[Given task]
Copy the records below verbatim, from the line with "Would you be willing to mark the finial" up to and including the line with "column 392, row 360", and set down nothing else.

===== Records provided =====

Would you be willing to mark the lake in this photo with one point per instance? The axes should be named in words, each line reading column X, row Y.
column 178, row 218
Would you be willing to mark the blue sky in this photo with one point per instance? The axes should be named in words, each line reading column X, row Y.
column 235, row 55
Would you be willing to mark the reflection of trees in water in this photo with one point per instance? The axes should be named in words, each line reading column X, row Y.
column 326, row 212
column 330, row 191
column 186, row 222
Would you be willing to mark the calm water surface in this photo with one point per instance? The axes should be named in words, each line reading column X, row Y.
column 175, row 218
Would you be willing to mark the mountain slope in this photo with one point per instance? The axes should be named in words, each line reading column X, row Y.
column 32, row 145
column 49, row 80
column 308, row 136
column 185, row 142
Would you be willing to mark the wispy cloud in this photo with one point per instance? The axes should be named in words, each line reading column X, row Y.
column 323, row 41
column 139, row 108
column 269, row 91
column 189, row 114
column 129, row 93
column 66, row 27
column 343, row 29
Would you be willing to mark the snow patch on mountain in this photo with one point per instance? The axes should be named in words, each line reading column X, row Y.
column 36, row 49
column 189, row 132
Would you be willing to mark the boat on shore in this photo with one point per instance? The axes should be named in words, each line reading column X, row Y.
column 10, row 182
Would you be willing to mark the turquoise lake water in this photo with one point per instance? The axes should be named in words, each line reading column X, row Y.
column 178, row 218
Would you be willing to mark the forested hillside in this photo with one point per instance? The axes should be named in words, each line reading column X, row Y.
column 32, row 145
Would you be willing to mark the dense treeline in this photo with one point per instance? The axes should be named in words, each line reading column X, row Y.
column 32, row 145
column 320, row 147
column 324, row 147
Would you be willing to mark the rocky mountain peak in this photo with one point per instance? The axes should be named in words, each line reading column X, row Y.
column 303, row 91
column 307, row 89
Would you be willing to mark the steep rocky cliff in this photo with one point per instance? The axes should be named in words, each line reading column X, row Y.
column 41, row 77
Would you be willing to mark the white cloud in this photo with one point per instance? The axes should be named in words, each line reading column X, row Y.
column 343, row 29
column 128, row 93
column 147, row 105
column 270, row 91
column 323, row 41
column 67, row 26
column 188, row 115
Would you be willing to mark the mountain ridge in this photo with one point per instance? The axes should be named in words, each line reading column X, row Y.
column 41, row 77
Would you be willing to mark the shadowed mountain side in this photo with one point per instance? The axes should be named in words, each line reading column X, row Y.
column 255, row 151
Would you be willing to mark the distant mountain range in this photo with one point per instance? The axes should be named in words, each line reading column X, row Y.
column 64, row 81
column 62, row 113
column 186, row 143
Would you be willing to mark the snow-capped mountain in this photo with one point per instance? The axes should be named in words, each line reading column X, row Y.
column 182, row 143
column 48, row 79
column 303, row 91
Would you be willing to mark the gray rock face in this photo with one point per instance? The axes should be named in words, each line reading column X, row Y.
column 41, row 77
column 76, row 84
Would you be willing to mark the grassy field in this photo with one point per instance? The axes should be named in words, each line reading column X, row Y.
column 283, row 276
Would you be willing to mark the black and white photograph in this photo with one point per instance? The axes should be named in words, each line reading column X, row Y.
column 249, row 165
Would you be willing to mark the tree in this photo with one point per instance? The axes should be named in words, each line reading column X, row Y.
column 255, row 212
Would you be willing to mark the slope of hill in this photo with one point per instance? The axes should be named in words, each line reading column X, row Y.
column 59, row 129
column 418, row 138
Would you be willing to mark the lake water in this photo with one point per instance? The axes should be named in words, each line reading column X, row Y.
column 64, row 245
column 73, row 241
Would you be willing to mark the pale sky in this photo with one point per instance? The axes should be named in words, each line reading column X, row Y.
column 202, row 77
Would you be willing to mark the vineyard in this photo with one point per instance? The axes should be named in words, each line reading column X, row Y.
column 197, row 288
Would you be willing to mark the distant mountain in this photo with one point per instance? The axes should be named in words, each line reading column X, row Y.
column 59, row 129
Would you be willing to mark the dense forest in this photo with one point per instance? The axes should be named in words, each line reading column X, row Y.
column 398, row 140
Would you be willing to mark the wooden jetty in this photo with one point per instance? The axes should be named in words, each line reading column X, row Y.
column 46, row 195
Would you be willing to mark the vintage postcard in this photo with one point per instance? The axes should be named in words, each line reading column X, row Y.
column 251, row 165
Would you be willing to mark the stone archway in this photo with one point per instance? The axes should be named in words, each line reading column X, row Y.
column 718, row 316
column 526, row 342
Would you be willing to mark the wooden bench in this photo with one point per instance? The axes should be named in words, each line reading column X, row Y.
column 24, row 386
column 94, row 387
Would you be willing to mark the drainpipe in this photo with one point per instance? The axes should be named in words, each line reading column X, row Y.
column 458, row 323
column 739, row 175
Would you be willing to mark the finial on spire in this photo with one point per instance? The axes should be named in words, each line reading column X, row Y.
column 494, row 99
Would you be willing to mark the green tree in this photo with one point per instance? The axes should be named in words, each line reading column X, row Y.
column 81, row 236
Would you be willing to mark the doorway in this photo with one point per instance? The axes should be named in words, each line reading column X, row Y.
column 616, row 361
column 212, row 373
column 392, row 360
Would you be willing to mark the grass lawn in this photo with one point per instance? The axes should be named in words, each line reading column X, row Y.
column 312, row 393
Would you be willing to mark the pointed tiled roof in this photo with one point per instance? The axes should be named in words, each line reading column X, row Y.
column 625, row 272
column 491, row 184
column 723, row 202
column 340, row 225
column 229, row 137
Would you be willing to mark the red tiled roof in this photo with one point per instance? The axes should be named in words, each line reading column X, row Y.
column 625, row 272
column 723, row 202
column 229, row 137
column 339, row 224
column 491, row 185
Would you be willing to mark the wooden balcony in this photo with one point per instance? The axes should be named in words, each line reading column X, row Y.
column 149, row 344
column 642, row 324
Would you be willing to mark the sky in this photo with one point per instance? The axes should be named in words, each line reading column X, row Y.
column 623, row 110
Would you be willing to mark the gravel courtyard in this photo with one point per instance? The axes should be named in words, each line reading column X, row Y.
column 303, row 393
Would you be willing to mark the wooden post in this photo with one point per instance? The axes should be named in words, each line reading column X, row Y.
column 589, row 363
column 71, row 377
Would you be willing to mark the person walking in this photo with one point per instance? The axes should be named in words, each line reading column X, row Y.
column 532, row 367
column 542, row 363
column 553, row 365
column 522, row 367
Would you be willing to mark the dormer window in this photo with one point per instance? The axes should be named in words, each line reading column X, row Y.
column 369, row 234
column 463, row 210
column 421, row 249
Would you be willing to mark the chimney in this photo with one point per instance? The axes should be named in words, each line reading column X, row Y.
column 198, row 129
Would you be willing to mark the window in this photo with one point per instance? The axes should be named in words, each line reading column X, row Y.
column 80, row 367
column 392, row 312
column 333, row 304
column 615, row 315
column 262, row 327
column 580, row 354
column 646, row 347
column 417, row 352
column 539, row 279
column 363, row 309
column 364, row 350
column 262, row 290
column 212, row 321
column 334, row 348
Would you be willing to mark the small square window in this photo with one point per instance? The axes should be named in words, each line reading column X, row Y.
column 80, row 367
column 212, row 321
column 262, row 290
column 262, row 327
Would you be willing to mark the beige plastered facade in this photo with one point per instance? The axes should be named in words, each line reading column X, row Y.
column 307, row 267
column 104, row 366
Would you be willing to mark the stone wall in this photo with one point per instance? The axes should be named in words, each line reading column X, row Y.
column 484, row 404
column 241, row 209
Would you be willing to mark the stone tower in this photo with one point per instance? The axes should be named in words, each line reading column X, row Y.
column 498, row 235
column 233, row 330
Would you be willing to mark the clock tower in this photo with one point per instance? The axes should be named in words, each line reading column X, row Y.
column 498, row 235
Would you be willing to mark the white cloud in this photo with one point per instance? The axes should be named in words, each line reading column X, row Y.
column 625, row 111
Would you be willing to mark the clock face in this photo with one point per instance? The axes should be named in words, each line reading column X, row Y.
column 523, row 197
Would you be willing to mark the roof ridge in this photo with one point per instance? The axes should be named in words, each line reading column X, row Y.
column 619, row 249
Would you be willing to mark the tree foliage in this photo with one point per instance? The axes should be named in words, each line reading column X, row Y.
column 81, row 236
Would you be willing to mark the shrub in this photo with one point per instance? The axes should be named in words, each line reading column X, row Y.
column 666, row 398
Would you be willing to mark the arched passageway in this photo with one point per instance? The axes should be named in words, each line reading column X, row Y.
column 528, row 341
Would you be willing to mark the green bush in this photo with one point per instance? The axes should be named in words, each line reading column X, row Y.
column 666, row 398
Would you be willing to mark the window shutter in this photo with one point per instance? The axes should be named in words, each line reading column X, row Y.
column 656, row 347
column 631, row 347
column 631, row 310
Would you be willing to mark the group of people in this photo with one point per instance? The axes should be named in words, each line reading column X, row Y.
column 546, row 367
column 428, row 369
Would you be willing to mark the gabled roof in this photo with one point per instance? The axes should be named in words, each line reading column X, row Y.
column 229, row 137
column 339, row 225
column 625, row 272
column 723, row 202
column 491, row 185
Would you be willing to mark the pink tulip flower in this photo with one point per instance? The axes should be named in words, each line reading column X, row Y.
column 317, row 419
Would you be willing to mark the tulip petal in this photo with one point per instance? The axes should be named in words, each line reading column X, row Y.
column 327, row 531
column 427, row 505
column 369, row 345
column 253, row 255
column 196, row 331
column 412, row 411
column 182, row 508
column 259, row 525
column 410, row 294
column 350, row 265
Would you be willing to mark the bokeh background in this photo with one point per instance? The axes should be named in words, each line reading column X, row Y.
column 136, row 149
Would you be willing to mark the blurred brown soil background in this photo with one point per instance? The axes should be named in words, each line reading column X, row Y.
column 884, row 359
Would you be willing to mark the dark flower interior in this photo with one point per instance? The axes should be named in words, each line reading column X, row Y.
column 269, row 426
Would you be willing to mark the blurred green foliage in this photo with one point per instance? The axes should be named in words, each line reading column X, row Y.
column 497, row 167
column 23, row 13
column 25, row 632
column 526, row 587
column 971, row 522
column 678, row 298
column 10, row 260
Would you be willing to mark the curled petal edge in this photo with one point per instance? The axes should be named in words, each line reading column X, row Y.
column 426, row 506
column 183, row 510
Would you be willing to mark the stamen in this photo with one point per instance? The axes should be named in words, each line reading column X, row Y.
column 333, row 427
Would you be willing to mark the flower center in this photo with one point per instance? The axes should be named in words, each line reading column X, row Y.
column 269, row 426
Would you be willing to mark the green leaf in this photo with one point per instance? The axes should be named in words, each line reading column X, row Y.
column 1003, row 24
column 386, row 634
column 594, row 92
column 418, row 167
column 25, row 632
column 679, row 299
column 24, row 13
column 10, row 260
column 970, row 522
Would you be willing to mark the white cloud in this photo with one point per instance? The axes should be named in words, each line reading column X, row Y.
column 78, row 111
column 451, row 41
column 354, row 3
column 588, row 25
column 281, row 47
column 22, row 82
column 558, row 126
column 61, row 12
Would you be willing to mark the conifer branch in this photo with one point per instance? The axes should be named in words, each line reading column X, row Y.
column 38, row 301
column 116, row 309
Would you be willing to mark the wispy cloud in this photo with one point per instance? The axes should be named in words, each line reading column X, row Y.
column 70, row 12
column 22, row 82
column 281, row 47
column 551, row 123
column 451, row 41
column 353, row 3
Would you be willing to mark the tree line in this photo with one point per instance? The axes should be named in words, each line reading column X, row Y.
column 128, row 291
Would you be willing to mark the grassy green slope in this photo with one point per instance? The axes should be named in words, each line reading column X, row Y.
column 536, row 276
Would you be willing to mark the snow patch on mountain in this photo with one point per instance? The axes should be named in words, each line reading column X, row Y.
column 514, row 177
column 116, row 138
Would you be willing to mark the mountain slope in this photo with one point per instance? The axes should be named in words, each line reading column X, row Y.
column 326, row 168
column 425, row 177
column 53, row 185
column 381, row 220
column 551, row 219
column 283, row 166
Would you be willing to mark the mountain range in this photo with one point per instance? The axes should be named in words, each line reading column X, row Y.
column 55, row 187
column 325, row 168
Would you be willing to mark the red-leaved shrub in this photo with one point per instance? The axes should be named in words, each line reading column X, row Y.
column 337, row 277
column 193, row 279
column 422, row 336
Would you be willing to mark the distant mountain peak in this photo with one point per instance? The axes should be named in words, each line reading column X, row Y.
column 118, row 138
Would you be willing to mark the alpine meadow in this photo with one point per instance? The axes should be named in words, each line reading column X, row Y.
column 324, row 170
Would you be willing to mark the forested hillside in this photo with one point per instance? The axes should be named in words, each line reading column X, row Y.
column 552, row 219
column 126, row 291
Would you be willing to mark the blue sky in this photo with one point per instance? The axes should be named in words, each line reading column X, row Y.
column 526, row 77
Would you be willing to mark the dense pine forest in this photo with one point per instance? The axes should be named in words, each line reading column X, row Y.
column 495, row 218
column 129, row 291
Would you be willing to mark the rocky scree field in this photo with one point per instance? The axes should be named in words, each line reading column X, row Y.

=====

[Solution to this exercise]
Would you be willing to mark the finial on spire in this photo with one point per instance? The axes should be named in words, each line reading column X, row Y.
column 494, row 99
Would you be willing to mark the green tree in this photo with one point per instance? The axes should be named in words, each line reading column X, row Y.
column 81, row 236
Would you be willing to mark the doorway in this photo with one point per instance? The axes should be named in words, each line reading column X, row Y.
column 616, row 361
column 212, row 373
column 392, row 360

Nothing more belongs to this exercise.